:: What the task asks ::
Convert everything from the line containing "Query: Where is the dog's tail in this image?" down to the last of the rows into a JSON list of strings, one string per line, with blank lines left out.

____________________

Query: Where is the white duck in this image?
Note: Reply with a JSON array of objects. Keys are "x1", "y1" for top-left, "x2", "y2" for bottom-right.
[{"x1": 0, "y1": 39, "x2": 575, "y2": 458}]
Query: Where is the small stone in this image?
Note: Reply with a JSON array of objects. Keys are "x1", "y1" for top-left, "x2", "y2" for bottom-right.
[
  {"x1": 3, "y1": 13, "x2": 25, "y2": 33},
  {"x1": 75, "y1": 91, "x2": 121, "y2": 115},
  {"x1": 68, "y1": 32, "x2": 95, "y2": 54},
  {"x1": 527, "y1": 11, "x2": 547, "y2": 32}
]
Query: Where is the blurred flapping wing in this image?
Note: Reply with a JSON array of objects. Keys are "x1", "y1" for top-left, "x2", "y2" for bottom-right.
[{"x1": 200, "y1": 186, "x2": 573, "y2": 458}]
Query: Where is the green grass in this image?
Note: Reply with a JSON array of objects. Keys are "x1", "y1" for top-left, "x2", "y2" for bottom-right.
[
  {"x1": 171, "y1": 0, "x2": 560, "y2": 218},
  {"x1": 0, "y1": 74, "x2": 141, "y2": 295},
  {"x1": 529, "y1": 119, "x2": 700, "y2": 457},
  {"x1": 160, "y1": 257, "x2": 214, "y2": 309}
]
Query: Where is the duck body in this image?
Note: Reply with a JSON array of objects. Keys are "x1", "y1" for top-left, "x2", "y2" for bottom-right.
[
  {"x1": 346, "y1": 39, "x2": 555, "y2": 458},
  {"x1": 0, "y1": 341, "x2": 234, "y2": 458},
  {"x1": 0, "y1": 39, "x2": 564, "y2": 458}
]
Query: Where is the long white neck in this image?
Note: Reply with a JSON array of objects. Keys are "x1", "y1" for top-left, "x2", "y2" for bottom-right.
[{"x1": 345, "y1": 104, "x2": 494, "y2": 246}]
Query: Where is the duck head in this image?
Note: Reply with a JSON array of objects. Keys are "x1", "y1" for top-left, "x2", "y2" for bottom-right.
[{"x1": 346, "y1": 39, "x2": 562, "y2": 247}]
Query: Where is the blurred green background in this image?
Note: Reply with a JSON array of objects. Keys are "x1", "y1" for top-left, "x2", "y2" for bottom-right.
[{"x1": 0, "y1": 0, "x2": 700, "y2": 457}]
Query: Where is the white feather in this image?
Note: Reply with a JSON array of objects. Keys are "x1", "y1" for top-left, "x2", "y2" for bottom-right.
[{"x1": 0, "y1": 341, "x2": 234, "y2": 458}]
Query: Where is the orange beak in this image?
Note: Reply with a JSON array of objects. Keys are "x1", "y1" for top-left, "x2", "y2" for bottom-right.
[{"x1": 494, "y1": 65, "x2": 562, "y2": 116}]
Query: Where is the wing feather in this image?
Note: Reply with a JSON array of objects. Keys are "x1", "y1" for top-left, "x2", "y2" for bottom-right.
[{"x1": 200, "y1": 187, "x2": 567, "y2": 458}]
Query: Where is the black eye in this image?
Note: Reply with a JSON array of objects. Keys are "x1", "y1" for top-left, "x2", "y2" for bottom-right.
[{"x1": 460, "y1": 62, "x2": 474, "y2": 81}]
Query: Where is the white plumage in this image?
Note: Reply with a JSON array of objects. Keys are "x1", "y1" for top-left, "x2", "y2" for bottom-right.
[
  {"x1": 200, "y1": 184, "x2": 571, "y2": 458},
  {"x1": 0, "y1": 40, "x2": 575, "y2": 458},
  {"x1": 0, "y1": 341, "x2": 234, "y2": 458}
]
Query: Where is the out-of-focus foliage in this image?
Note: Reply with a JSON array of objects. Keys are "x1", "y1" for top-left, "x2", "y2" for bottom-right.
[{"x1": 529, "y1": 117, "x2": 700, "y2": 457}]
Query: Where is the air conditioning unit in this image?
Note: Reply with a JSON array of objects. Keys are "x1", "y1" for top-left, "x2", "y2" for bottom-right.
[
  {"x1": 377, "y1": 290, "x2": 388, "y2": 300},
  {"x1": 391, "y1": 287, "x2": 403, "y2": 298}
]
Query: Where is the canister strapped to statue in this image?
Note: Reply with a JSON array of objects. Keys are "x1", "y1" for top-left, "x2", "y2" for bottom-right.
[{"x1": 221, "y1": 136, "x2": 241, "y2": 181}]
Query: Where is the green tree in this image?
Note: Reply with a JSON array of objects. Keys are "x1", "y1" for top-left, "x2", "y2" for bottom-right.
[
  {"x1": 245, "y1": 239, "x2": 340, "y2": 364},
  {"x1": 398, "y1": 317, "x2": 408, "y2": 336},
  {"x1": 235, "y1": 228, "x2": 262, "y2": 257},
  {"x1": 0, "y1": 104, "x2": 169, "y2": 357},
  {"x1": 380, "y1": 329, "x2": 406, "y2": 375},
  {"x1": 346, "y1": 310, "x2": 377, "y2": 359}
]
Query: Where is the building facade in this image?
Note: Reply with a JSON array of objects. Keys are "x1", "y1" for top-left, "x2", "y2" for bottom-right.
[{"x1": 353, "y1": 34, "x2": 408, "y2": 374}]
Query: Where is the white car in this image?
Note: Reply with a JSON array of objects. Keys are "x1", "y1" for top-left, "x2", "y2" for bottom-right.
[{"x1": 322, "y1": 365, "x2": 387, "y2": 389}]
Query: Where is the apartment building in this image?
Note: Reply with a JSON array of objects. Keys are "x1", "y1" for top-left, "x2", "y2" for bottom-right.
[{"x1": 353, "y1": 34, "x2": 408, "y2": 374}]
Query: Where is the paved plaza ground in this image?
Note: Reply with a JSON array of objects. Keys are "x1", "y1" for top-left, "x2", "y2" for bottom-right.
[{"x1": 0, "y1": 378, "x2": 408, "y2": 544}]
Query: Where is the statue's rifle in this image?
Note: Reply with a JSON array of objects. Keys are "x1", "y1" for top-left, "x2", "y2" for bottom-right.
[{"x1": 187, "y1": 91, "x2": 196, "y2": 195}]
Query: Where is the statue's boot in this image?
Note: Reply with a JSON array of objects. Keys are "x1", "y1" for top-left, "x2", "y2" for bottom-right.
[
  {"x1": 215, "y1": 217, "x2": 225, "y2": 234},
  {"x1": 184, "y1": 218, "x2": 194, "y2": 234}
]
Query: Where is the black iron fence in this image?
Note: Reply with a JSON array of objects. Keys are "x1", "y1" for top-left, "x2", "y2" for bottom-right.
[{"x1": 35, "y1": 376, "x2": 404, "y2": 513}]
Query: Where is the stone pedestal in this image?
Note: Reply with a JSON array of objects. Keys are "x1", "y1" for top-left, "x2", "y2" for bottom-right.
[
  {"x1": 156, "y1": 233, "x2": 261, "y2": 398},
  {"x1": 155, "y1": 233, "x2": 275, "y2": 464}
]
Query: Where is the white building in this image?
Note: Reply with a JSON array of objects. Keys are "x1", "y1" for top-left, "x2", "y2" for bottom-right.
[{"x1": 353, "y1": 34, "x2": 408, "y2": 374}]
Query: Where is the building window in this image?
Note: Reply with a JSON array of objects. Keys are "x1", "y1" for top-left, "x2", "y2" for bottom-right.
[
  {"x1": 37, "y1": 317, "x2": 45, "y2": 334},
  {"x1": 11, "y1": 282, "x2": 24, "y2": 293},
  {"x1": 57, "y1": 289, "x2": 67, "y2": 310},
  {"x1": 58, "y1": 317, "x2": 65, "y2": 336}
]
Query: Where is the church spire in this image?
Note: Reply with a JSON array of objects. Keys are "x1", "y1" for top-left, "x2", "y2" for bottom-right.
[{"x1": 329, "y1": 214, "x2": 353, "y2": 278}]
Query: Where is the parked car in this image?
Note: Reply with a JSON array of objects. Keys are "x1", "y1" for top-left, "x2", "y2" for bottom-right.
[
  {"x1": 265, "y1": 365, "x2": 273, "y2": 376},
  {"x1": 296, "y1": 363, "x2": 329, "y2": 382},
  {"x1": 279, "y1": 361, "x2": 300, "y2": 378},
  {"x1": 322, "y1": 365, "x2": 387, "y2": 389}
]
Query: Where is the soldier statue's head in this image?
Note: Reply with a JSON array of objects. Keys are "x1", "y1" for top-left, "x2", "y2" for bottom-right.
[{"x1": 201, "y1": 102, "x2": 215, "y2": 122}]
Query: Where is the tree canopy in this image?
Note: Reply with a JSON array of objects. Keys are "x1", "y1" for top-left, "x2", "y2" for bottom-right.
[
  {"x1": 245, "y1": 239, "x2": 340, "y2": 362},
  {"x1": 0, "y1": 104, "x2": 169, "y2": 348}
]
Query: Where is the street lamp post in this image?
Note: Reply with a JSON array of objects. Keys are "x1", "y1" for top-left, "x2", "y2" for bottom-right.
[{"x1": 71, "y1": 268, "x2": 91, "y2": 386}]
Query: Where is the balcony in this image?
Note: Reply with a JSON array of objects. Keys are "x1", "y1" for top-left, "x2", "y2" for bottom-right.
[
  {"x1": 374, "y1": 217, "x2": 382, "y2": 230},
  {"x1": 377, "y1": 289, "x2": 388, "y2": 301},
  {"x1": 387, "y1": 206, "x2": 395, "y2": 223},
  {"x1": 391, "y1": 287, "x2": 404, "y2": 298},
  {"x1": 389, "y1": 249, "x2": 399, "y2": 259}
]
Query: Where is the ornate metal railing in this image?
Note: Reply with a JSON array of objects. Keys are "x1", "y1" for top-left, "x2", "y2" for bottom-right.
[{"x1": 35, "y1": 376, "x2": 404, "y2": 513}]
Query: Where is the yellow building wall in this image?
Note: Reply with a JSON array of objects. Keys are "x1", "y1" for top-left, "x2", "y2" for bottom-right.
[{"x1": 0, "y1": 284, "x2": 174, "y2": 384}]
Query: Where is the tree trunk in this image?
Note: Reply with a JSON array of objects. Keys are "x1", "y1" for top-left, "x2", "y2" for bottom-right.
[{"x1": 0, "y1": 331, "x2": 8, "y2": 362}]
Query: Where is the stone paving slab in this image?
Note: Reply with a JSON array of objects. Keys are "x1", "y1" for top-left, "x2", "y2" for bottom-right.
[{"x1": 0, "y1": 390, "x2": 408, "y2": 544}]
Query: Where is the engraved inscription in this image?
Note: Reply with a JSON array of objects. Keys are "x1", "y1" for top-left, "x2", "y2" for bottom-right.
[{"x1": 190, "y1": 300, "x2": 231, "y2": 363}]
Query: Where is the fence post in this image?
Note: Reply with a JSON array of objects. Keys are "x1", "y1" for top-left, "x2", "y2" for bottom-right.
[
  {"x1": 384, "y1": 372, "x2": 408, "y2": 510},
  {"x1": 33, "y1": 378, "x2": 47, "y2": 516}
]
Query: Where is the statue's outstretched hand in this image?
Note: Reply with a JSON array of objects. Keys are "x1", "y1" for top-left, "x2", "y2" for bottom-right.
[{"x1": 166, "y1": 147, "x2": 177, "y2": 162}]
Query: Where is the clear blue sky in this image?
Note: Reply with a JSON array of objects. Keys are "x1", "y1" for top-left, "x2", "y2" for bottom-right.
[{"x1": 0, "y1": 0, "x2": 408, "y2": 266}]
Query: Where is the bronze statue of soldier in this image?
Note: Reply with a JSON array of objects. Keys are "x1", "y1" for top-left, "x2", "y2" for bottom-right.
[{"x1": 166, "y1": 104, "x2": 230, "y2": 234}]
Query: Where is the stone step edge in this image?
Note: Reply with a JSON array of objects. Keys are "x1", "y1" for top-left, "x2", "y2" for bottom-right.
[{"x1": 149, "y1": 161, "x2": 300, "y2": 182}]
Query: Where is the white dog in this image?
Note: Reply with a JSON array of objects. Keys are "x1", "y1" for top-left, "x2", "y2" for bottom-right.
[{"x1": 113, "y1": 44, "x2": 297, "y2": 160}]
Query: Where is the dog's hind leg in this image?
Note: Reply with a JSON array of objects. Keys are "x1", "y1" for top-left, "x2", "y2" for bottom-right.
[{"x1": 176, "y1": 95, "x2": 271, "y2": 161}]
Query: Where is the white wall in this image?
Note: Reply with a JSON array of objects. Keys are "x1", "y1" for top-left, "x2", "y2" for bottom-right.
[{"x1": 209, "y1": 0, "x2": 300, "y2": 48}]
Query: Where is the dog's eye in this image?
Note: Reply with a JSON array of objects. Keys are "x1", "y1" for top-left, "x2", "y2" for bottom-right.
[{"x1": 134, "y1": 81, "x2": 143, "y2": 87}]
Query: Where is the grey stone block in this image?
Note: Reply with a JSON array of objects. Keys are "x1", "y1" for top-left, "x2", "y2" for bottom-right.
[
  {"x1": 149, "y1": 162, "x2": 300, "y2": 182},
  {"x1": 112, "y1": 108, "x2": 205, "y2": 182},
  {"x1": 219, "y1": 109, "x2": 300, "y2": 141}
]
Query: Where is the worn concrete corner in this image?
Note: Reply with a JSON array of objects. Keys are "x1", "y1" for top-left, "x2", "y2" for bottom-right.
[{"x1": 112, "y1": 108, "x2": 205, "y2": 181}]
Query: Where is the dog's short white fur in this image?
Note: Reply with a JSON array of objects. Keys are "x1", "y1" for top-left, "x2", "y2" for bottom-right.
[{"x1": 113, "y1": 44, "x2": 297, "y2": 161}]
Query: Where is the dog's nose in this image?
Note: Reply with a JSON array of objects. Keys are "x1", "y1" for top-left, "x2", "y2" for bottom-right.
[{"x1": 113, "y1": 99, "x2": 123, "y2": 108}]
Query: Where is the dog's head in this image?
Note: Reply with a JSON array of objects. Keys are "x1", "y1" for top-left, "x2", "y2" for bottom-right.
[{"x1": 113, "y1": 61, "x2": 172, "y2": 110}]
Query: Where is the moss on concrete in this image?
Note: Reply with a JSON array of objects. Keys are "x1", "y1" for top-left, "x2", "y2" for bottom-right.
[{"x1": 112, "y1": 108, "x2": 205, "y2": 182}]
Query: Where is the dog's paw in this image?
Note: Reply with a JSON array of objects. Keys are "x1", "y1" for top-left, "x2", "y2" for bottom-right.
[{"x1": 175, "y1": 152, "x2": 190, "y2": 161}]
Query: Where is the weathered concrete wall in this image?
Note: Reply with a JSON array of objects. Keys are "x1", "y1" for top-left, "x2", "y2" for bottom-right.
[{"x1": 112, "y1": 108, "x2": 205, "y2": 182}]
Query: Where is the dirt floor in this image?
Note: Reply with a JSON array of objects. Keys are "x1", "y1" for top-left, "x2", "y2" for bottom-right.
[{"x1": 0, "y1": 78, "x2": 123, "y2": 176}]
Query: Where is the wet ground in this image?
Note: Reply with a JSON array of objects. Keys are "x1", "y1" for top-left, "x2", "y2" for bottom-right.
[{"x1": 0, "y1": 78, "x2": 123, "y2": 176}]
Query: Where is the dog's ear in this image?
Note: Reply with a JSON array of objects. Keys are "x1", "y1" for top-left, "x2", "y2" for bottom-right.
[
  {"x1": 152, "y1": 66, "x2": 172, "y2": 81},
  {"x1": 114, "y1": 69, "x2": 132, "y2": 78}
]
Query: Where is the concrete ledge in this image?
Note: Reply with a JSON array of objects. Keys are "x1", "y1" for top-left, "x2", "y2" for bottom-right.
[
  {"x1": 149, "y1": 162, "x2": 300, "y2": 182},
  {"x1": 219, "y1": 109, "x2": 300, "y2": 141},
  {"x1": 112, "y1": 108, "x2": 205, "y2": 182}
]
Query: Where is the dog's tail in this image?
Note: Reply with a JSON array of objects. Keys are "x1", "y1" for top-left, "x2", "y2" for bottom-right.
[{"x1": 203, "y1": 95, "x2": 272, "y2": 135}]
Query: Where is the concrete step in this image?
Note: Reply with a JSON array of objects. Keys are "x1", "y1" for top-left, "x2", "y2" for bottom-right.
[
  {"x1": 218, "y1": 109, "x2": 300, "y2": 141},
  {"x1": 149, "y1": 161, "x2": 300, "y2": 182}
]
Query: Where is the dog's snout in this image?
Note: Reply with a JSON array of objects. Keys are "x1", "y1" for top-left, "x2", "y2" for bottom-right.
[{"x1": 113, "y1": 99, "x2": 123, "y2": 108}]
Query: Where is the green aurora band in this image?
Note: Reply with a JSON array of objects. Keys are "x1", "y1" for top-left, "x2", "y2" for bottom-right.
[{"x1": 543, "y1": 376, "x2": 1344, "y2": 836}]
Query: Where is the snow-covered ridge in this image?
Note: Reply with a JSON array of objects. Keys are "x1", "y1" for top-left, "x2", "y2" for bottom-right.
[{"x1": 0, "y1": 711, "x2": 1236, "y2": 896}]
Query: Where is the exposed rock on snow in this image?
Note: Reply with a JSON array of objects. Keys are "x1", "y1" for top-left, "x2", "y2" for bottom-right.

____________________

:: Worked solution ::
[
  "Query: Where is the dog's tail in this image?",
  "Note: Reply with a JSON array of objects. Keys are \"x1\", \"y1\" for top-left, \"x2\", \"y2\" for bottom-right.",
  "[{\"x1\": 203, \"y1\": 95, \"x2\": 272, \"y2\": 135}]",
  "Query: Where is the concrete step in this image?",
  "Note: Reply with a JSON array of objects. Keys are \"x1\", \"y1\" for top-left, \"x2\", \"y2\" for bottom-right.",
  "[",
  "  {\"x1\": 218, \"y1\": 109, \"x2\": 300, \"y2\": 141},",
  "  {\"x1\": 149, \"y1\": 161, \"x2\": 300, \"y2\": 182}",
  "]",
  "Query: Where is the dog's snout in this image?",
  "Note: Reply with a JSON array of objects. Keys are \"x1\", \"y1\" for top-left, \"x2\", \"y2\" for bottom-right.",
  "[{\"x1\": 113, \"y1\": 99, \"x2\": 123, \"y2\": 108}]",
  "Query: Where is the green aurora band in this image?",
  "Note: Reply with a JSON array of objects. Keys are \"x1\", \"y1\" for top-left, \"x2\", \"y2\" for bottom-right.",
  "[{\"x1\": 543, \"y1\": 376, \"x2\": 1344, \"y2\": 836}]",
  "Query: Where is the snow-covered ridge in this image?",
  "Note: Reply with a JSON array of objects. Keys are \"x1\", \"y1\" for top-left, \"x2\", \"y2\" for bottom-right.",
  "[{\"x1\": 0, \"y1\": 711, \"x2\": 1236, \"y2\": 896}]",
  "Query: Where is the exposed rock on snow in this image?",
  "Note: Reply with a JSON array of objects. Keys are \"x1\", \"y1\" for top-left, \"x2\", \"y2\" for bottom-right."
]